任务要求. 将以下各行逐字照录，不得有任何改动。

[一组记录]
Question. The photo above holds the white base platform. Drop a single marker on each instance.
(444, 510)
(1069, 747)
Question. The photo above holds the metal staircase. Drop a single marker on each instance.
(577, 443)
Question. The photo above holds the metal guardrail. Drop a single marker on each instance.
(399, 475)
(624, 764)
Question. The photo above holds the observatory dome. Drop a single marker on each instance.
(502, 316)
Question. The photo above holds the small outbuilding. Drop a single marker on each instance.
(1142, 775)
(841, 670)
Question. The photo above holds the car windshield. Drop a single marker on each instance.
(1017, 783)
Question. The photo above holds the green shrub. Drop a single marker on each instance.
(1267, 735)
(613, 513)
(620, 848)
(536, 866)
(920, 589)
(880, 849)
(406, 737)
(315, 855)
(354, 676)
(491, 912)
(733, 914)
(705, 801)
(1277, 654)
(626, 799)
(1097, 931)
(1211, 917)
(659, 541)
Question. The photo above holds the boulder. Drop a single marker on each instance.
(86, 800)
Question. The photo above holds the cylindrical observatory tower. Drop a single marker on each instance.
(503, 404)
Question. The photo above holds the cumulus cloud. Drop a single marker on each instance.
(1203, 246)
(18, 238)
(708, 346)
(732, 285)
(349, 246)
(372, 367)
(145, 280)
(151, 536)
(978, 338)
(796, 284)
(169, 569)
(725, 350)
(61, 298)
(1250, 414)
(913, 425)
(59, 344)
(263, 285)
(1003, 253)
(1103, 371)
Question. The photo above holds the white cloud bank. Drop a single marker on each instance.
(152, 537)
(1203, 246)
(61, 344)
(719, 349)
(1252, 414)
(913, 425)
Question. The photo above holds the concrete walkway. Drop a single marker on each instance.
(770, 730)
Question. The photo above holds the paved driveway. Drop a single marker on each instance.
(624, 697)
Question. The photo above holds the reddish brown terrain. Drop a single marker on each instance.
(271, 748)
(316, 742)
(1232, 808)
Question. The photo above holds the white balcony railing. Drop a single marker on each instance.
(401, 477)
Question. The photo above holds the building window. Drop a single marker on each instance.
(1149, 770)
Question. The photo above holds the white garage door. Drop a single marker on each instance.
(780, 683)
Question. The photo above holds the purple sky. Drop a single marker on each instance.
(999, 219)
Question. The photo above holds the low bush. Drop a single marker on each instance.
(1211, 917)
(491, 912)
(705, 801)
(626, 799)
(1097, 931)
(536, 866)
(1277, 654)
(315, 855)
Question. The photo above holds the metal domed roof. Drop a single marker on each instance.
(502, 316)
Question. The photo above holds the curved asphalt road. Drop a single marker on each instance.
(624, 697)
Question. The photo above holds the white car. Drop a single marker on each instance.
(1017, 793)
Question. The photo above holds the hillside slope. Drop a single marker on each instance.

参考答案.
Question. The photo above holds the white base platform. Drop a single marker on each instance.
(444, 510)
(1069, 747)
Question. The photo above holds the metal staircase. Drop a single marker on each instance.
(577, 443)
Question. The photo above holds the metal guardrail. Drop a single marker on each instance.
(399, 475)
(624, 764)
Question. The photo above holds the observatory dome. Drop a single marker on each instance.
(502, 316)
Question. The photo above holds the small outbuilding. Drop a single marker on each instance.
(1142, 775)
(841, 670)
Question. The photo above holds the car windshield. Drop a single marker on each instance.
(1017, 783)
Question. The photo above holds the green shrub. Drop a single marker on each instance.
(1267, 735)
(613, 513)
(620, 848)
(536, 866)
(920, 589)
(880, 849)
(406, 737)
(315, 855)
(354, 676)
(491, 912)
(733, 914)
(705, 801)
(1277, 654)
(626, 799)
(1097, 931)
(1211, 917)
(659, 541)
Question. The photo above holds the boulder. Drop a single marker on each instance.
(86, 800)
Question. The photo above holds the cylindrical observatory tower. Drop a single marker on each instance.
(503, 404)
Question. The photo above holds the cumulus cloud. Drop a single marker on each instance.
(1203, 246)
(18, 238)
(708, 346)
(732, 285)
(349, 246)
(372, 367)
(145, 280)
(151, 536)
(978, 338)
(796, 284)
(169, 569)
(725, 350)
(61, 298)
(1250, 414)
(913, 425)
(59, 344)
(263, 285)
(1003, 253)
(1103, 371)
Question. The photo above holds the white cloud bank. Drop a single marker on each instance.
(152, 537)
(1203, 246)
(61, 344)
(719, 349)
(1252, 414)
(913, 425)
Question. The photo above holds the concrete walkway. Drop a single marker on each instance.
(770, 730)
Question. The photo above holds the paved driveway. Drop a single marker on each instance.
(624, 697)
Question. The photo above holds the reddish brown terrain. Drop a single marker on each instance.
(271, 748)
(316, 742)
(1232, 808)
Question. The photo above holds the white balcony railing. Drop a single marker on each instance.
(401, 477)
Question. The photo above holds the building window. Drop a single marker on each instance.
(1149, 770)
Question. The photo above holds the white garage door. Drop a single marker on each instance.
(780, 683)
Question. The photo above holds the purple sky. Drop a single marker on each instance.
(999, 219)
Question. The photo above holds the low bush. Drop a single marker on each instance.
(1211, 917)
(491, 912)
(705, 801)
(626, 799)
(1097, 931)
(536, 866)
(1277, 654)
(315, 855)
Question. The photo above holds the metal domed roof. Drop a single marker on each instance.
(502, 316)
Question. The photo above holds the curved asphalt road. Drop a single marker on each instance.
(624, 697)
Question. The photo above holds the white car. Drop a single marker on each instance.
(1017, 793)
Question. The photo above holds the hillside slope. Drop a single marker on each instance.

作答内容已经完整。